_Activity_. What you return should match the data below exactly, line for line.

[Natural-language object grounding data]
::::::::

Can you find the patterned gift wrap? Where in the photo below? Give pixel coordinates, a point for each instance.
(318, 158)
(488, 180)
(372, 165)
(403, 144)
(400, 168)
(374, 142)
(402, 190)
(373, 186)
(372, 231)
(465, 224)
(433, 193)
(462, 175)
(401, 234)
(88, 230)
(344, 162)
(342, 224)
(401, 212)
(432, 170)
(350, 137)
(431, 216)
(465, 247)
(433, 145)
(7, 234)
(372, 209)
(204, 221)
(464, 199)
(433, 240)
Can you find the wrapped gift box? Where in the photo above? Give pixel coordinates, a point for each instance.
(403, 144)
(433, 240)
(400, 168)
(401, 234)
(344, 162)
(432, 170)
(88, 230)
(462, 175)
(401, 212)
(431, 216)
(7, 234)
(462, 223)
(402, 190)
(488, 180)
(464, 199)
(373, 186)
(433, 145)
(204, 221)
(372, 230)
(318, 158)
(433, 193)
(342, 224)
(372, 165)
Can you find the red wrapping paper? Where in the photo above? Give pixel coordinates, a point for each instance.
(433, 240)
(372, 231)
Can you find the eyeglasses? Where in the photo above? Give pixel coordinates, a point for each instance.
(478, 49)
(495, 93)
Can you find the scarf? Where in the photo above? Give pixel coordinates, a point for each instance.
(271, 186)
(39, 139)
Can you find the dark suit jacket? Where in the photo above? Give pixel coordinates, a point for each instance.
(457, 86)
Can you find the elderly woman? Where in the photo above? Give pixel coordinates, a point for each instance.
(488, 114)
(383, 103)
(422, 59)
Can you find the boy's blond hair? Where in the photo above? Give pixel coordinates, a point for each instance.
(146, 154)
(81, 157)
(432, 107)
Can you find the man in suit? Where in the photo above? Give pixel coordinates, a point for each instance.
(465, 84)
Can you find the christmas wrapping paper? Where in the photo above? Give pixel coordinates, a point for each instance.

::::::::

_Exercise result_.
Can you find the patterned gift wrap? Where in the photo below? Give pixel coordinates, a point for each instance.
(318, 158)
(488, 180)
(372, 165)
(403, 144)
(400, 168)
(374, 142)
(402, 190)
(373, 186)
(372, 231)
(465, 224)
(433, 193)
(462, 175)
(401, 234)
(88, 230)
(344, 162)
(342, 224)
(401, 212)
(432, 170)
(350, 137)
(431, 216)
(465, 247)
(433, 145)
(7, 234)
(372, 209)
(204, 221)
(464, 199)
(433, 240)
Can you find the wrapped gift box? Where in the photo above? Give pixel coordinates, a point for each instance.
(403, 144)
(433, 240)
(400, 168)
(401, 234)
(344, 162)
(432, 170)
(88, 230)
(462, 175)
(401, 212)
(431, 216)
(7, 234)
(462, 223)
(402, 190)
(488, 180)
(464, 199)
(373, 186)
(433, 145)
(204, 221)
(372, 230)
(318, 158)
(433, 193)
(342, 224)
(372, 165)
Can you find the red wrapping paper? Where in the photo above? Give pixel coordinates, a point for each instance.
(433, 240)
(372, 231)
Can you find the eyeglasses? Where in the photo above? Give pixel coordinates, a point for each instance.
(478, 49)
(495, 93)
Can you find the scarf? Where in the photo above? Give pixel coordinates, a point for each instance.
(271, 186)
(39, 139)
Can you find the dark suit jacket? Where in the photo above? Give pixel coordinates, a point for each instance.
(457, 86)
Can you find the elderly woman? Where in the photo above? Give pixel coordinates, a point for each instance.
(488, 114)
(383, 103)
(422, 59)
Can you find the boy's blond hair? Where in the photo above? Give pixel coordinates, a point for each instance.
(146, 154)
(81, 157)
(432, 107)
Can you find the man in suit? Where in the photo above? Give pixel coordinates, a point for each instance.
(465, 84)
Can you find the christmas wrapping paper? Where in the photo above? Give pixel coordinates, a point for each instance.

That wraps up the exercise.